Supplied material:
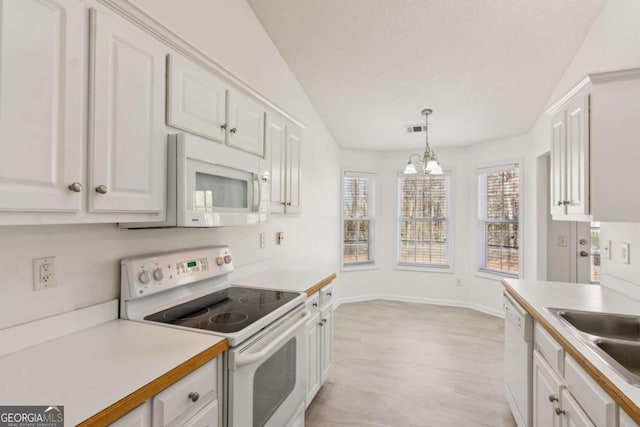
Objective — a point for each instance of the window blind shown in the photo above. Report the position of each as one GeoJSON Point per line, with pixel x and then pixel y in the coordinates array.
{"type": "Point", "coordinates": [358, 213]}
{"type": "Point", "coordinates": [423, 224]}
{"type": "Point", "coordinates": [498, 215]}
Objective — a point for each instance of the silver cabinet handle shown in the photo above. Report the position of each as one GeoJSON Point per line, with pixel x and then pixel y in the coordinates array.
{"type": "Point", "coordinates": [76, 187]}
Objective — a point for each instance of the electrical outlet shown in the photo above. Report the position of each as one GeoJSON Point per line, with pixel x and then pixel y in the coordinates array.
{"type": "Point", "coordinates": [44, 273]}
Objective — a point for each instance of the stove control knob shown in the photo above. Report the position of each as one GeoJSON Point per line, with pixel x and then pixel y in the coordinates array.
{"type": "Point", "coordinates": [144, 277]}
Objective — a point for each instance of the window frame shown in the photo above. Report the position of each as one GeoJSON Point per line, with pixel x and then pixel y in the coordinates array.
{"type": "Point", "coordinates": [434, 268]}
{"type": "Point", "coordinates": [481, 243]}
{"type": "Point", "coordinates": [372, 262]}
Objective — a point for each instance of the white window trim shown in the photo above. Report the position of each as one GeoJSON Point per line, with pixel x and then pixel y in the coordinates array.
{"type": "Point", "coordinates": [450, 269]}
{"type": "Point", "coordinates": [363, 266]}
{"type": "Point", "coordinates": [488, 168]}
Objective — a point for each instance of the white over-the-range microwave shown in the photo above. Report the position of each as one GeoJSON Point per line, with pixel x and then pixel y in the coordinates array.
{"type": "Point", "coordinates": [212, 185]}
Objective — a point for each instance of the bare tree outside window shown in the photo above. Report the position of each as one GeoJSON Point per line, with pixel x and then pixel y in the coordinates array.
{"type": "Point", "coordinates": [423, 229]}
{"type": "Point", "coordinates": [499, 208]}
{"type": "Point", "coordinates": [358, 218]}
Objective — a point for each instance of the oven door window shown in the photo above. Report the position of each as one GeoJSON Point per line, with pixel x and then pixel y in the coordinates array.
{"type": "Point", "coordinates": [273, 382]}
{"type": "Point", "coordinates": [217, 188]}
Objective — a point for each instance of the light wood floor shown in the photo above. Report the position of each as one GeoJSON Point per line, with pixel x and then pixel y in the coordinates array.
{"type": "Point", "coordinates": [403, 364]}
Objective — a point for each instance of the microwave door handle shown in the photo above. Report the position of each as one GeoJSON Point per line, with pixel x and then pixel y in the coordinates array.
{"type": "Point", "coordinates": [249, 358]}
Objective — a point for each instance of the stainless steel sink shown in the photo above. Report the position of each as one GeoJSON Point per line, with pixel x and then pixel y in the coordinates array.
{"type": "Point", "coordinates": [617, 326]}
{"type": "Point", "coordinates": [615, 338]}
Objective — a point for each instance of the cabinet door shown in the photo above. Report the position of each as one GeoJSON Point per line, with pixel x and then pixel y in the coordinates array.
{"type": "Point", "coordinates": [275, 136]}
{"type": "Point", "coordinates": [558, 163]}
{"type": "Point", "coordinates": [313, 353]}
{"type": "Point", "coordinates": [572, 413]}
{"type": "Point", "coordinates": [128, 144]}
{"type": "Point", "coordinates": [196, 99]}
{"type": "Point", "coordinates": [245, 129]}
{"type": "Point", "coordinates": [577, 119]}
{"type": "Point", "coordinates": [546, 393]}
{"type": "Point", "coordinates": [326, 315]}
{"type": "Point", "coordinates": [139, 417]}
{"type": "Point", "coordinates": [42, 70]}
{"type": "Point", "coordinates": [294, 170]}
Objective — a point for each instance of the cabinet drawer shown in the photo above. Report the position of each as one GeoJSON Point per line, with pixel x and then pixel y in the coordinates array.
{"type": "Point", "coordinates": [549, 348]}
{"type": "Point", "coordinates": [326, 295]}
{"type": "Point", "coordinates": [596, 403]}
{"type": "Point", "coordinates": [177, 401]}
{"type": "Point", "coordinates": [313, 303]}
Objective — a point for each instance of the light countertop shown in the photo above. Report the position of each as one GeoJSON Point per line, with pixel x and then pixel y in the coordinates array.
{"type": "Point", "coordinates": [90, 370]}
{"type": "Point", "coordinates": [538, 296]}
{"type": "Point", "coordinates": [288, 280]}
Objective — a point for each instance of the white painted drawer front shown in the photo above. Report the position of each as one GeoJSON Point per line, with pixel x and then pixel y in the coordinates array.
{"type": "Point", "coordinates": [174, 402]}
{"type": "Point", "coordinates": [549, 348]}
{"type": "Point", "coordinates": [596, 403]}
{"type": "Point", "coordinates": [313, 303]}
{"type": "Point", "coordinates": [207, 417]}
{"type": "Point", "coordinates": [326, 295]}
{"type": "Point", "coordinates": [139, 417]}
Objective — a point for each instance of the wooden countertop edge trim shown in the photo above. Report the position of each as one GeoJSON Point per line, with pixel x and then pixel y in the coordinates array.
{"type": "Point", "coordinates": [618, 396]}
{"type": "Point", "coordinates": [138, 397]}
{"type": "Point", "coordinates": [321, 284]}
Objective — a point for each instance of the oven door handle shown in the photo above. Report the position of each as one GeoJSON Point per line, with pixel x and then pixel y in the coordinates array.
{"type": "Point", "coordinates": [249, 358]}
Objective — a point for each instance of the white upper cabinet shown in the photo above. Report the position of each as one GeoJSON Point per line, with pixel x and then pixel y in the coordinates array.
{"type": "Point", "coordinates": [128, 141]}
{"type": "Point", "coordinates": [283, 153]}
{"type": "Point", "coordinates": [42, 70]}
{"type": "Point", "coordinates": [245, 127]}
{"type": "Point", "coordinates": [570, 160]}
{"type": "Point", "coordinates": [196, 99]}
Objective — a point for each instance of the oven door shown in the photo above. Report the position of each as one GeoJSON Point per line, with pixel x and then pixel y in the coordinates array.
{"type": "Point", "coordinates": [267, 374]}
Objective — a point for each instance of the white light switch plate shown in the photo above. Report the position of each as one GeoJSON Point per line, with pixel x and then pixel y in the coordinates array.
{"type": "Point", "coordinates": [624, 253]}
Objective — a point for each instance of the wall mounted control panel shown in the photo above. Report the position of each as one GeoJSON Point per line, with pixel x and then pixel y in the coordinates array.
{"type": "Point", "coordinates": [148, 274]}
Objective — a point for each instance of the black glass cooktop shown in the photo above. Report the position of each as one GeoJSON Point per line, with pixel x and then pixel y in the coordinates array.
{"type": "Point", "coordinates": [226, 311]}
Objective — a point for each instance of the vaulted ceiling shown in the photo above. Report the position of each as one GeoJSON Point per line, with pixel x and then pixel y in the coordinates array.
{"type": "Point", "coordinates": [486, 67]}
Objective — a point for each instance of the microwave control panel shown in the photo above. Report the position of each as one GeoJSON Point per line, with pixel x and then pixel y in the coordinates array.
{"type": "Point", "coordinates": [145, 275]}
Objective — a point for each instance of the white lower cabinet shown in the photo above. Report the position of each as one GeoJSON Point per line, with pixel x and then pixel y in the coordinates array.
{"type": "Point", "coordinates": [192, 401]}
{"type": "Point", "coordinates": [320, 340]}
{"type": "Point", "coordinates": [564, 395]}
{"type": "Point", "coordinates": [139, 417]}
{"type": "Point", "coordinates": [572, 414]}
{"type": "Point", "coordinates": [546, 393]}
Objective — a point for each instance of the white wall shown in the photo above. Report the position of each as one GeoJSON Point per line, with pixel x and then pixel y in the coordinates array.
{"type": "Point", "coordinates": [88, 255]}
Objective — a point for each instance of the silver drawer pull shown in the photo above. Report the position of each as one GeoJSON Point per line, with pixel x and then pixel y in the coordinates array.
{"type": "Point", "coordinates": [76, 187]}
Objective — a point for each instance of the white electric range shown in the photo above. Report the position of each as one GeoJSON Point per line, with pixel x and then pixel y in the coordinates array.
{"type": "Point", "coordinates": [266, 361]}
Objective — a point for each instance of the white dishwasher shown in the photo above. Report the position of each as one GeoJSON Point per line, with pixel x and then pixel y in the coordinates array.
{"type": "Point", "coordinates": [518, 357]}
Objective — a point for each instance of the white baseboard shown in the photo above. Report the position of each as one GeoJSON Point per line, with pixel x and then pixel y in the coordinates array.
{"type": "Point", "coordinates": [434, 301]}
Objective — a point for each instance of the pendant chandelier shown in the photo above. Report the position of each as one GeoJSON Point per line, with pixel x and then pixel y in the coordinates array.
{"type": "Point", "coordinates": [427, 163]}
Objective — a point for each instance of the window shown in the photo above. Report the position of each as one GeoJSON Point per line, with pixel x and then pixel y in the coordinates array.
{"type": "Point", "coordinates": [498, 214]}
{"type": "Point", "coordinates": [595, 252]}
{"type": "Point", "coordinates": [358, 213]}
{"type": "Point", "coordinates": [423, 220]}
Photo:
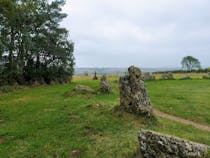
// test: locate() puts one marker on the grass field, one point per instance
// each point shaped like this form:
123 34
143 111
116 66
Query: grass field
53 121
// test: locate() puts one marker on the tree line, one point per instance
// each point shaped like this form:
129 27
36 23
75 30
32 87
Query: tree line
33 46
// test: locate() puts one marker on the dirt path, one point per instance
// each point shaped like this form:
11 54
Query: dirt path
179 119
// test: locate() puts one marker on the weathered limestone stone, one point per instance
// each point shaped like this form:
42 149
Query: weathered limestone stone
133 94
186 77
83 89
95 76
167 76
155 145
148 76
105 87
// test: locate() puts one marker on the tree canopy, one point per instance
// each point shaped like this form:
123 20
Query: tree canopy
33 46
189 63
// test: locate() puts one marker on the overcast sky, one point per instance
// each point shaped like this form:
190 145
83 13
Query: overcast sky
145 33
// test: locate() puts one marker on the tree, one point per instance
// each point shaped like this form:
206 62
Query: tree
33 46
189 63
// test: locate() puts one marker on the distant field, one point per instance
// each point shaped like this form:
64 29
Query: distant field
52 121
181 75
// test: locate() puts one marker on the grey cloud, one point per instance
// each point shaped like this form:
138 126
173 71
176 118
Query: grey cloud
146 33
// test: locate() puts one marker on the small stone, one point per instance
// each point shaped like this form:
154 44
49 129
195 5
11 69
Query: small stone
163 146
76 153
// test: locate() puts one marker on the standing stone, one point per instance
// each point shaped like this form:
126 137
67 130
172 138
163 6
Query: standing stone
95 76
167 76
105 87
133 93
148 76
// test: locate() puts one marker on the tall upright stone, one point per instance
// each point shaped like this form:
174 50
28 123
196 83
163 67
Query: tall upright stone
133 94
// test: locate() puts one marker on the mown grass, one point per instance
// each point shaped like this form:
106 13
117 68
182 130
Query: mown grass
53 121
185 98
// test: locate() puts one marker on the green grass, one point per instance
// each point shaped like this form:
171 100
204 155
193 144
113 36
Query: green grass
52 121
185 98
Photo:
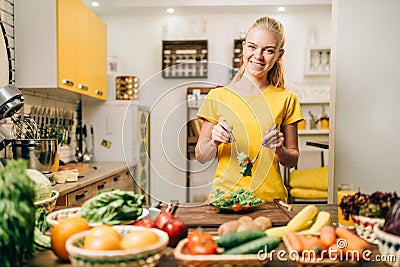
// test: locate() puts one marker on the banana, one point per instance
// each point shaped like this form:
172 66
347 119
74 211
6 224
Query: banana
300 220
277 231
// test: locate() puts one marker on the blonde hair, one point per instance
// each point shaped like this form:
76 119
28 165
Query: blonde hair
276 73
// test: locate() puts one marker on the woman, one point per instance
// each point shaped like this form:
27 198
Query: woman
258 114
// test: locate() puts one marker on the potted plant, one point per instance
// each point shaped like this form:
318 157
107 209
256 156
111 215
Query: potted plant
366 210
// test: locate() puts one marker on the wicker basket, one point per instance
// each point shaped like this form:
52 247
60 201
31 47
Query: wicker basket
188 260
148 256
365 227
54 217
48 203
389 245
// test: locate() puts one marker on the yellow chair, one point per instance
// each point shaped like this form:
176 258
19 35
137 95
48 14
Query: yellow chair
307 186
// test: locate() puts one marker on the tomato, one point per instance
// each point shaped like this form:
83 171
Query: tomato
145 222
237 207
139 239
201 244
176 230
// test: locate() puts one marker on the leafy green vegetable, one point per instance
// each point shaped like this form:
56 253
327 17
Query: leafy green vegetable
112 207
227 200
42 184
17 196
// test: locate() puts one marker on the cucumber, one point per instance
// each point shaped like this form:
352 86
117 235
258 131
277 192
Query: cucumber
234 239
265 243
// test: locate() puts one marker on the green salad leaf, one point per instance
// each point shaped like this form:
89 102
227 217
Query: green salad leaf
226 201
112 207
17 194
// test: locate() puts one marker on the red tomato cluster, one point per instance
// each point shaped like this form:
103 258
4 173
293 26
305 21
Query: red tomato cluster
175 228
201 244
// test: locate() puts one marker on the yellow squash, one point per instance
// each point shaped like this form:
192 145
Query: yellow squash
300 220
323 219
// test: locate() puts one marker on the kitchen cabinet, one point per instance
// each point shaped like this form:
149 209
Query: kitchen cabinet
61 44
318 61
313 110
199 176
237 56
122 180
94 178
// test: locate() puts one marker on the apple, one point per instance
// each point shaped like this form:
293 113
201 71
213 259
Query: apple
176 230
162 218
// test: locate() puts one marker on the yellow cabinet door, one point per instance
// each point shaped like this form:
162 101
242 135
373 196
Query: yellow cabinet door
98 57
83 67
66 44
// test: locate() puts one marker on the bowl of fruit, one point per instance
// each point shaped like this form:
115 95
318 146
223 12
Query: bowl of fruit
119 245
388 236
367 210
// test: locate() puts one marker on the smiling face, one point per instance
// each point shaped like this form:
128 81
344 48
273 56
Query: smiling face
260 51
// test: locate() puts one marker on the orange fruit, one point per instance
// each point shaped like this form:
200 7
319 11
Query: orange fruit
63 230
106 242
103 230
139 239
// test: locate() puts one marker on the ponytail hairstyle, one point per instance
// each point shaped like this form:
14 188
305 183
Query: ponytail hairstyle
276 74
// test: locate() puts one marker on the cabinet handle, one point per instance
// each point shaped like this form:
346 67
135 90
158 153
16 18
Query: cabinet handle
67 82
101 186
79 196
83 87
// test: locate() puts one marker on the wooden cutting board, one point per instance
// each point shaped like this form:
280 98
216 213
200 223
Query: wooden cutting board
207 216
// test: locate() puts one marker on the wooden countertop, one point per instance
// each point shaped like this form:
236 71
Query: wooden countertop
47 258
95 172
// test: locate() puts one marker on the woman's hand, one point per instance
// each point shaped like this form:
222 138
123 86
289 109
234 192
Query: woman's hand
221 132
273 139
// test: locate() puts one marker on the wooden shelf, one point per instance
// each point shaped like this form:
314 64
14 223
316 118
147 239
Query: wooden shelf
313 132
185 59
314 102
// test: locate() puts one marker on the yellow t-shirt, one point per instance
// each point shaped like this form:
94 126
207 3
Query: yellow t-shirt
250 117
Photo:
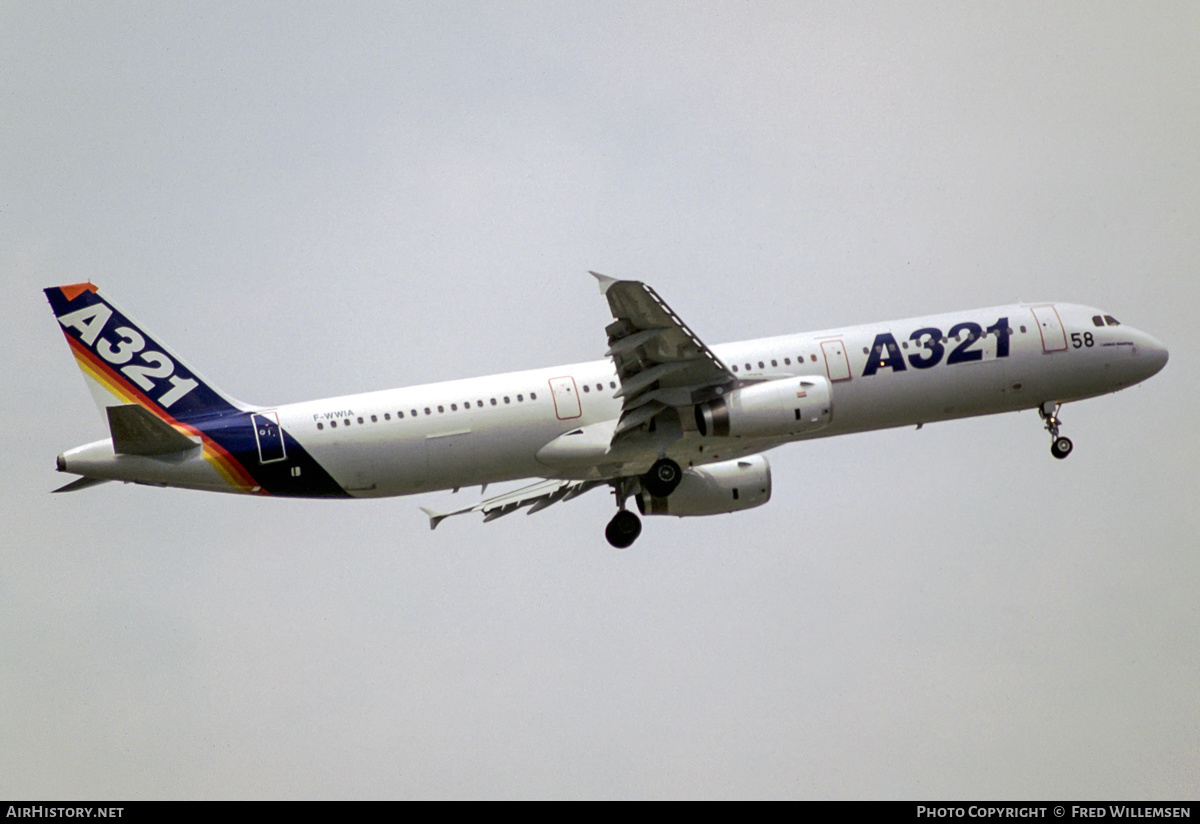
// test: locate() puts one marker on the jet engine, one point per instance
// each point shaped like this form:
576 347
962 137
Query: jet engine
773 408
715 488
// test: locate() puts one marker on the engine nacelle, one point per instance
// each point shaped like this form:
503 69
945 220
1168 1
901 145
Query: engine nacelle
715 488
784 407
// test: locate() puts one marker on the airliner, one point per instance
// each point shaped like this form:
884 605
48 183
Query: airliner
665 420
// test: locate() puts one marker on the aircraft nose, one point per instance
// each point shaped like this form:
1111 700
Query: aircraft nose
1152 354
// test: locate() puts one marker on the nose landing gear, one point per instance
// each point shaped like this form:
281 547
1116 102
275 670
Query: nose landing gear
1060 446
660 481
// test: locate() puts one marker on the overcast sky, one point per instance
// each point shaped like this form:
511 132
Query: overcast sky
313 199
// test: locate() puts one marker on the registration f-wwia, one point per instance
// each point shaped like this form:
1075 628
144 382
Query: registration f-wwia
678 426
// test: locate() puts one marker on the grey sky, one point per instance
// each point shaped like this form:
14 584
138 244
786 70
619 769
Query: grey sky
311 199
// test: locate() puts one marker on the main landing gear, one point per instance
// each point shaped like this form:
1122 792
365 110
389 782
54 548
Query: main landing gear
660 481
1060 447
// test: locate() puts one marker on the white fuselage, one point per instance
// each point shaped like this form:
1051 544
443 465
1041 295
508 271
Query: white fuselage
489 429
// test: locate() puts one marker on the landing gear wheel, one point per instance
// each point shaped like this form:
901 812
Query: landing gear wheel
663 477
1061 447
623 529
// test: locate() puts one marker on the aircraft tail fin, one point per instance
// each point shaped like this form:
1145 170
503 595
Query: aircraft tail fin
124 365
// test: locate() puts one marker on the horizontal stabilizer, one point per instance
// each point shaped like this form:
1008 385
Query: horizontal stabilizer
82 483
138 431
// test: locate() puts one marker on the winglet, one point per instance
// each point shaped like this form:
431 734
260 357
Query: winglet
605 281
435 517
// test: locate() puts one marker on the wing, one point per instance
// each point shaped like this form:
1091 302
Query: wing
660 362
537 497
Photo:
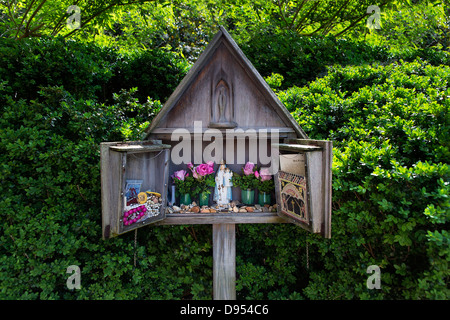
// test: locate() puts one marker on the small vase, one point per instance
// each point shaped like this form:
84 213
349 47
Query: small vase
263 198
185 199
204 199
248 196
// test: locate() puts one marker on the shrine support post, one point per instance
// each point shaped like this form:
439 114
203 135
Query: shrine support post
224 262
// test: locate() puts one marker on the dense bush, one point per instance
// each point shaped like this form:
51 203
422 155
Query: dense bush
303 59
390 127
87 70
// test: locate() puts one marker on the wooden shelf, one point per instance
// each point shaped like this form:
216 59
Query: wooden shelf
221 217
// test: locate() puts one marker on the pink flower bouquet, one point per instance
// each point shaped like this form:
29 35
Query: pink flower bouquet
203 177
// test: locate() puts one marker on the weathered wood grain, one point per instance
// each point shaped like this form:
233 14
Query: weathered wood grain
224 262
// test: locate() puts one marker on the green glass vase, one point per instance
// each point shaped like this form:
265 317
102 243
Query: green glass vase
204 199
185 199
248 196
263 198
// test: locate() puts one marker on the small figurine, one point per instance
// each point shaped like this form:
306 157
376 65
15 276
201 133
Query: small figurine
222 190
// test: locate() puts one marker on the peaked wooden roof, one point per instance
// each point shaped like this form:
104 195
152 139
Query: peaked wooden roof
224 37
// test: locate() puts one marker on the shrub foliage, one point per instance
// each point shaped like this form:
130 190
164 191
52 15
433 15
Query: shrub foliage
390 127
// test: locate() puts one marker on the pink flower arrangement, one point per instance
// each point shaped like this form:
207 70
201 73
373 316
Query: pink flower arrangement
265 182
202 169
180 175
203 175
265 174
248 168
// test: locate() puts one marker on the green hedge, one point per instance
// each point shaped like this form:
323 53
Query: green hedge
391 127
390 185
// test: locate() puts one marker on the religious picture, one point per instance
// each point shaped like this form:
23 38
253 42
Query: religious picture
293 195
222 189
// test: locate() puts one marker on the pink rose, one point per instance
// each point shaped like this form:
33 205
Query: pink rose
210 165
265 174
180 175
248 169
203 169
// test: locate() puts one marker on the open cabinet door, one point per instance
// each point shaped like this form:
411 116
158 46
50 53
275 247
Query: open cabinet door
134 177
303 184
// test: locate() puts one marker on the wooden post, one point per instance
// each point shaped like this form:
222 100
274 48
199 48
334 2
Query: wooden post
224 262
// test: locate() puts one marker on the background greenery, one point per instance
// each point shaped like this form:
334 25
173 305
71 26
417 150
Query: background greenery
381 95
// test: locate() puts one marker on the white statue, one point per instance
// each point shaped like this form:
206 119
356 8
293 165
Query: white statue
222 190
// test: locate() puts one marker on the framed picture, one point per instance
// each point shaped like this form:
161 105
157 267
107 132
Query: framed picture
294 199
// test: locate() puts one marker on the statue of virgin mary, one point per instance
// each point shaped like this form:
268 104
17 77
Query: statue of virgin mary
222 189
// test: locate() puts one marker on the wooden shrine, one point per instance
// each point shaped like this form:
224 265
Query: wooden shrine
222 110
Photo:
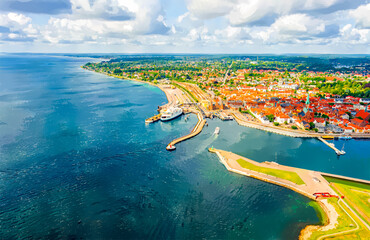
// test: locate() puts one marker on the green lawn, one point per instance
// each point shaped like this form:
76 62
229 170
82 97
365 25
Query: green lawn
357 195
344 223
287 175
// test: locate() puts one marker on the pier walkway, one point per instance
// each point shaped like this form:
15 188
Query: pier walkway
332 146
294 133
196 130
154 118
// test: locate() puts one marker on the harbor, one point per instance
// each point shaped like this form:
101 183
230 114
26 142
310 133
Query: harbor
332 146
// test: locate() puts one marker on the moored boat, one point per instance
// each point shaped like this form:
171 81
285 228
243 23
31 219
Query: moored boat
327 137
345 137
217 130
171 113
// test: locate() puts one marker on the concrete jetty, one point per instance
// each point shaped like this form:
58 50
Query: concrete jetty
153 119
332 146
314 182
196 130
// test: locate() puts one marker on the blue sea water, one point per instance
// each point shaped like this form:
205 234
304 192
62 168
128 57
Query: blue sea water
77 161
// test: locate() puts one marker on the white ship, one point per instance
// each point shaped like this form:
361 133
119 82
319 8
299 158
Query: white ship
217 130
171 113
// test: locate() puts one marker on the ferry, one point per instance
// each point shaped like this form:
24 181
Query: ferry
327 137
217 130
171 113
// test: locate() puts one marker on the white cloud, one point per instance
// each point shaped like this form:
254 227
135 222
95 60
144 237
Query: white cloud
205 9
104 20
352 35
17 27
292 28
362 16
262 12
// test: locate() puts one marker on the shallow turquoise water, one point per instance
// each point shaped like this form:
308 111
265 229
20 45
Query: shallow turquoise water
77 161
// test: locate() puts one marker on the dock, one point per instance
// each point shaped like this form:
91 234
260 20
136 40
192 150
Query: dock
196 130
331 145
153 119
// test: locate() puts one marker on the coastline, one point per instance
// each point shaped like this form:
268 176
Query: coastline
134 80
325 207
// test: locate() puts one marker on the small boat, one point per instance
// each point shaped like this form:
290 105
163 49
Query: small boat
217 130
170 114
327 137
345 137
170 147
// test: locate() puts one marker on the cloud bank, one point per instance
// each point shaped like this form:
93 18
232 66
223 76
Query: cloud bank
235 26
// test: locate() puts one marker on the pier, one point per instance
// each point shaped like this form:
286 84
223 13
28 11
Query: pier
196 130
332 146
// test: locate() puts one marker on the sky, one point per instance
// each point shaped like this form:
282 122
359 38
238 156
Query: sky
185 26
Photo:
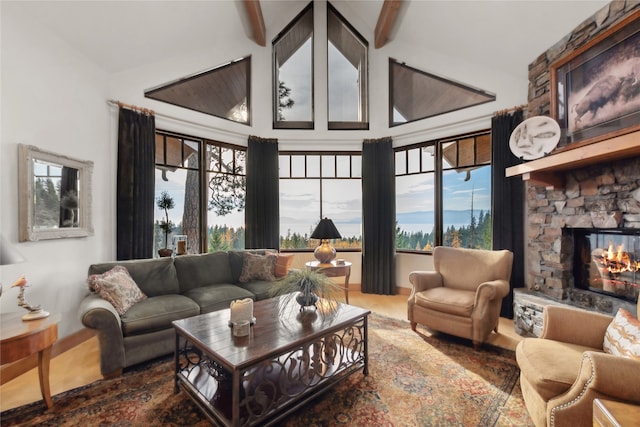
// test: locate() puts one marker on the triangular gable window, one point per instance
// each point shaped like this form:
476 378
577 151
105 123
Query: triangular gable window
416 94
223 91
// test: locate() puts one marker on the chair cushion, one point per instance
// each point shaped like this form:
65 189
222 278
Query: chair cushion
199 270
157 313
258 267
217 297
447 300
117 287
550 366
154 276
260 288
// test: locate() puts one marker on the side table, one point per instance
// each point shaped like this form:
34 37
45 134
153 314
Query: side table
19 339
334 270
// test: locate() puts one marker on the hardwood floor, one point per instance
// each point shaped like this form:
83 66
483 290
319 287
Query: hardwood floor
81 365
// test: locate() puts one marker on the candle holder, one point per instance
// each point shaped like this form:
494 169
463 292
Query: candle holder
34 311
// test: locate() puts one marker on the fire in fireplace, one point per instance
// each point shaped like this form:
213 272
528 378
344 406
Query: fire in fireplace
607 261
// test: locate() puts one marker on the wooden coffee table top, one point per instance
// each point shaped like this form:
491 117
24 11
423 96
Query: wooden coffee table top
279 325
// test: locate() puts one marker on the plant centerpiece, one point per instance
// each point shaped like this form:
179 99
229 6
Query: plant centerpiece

Description of the task: Leave out the pictures, and extract exactly the lines from the one with "the sky, one point per instance" through the end of the records, both ends included.

The response:
// test: locate() puts one marker on the sky, one point per instance
// each point shaped like this form:
282 122
359 38
238 156
Query: sky
185 26
Photo:
// test: locate() puts one marker on the triangular gable window, one point per instance
// each point shaped like this form:
476 378
577 151
105 123
Query: triangular gable window
416 94
223 91
// test: locate() puts one marker on the chair cushion, one point per instance
// each point shaped like this form:
65 189
222 278
Query: chair cushion
199 270
157 313
258 267
217 297
447 300
117 287
550 366
154 276
260 288
// test: locate() puts one marker on the side table, one point per instance
// each point shaped like this form:
34 37
45 134
153 314
Query: side table
19 339
334 270
// test: locate() puts one marker on the hardwood floor, one point per instance
// each point shaped like this form:
83 66
483 290
319 287
Query: hardwood floor
81 365
// test: locate() puts one marker on the candle holder, one point per instance
// each point shaped like this form:
494 169
463 292
Query: candle holder
34 311
// test: locate() puts one marker on the fire in fireplace, one point per instance
// each point shaped like this form:
213 272
528 378
344 406
Query: fire in fireplace
607 261
// test: locate() puts one marker on the wooden coffee table top, one point per instance
// each point shaped like this form:
491 117
24 11
423 96
Query: wooden coffee table top
279 325
// test: locate() puts one marker on the plant centerpiece, one point per instance
// each point shaped like this form:
179 99
229 6
Query: plant centerpiece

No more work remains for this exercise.